── Teks Tersedia ──

Dari pangkalannya di Laut Cina Selatan, pasukan Jepang melancarkan serangan ke Sumatra. Sehari setelah menduduki Singapura pada 16 Februari 1942, Palembang dan sekitarnya berhasil diduduki. Dengan jatuhnya Palembang sebagai sumber minyak, terbukalah Pulau Jawa bagi tentara Jepang. Dalam upaya menghadapi ofensif Jepang, sekutu membentuk suatu komando gabungan yang diberi nama American British Dutch Australian Command (ABDACOM) pada 15 Januari 1942, di bawah pimpinan Marsekal Sir Archibald Wavell (Inggris), dengan markas besarnya di Lembang.

───
── Daftar Catatan ──

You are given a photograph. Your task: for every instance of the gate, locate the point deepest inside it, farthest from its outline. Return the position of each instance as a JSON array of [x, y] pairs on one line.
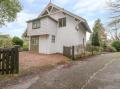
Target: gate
[[9, 60]]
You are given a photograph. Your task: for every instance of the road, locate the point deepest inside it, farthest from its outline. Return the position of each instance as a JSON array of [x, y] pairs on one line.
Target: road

───

Sambung teks tentang serangan Jepang ke Sumatra, mulai setelah kalimat terakhirnya. Catatan-catatan ini tidak ada hubungannya dengan teks tentang serangan Jepang ke Sumatra.

Untuk mempertahankan kekuasaan Hindia Belanda di Pulau Jawa, ABDACOM membentuk formasi pertahanan laut yang dipusatkan kepada kesatuan pemukul, di bawah pimpinan Laksamana Muda Karel Doorman yang berada di kapal penjelajah De Ruyter. Dalam pertempuran Laut Jawa, sekitar pukul 16.00, kapal-kapal Jepang yang dilengkapi dengan torpedo memulai serangan terhadap kapal-kapal sekutu. Dalam waktu sekitar 2 jam, Jepang berhasil membuat Karel Doorman kehilangan dua kapal perusaknya melalui serangan tembakan torpedo. Dalam pertempuran tersebut, Jepang hanya kehilangan beberapa kapal transport. Kerugian sekutu meliputi lima kapal penjelajah, tujuh kapal perusak, dan satu kapal tanker (Makmun, 1971: 137).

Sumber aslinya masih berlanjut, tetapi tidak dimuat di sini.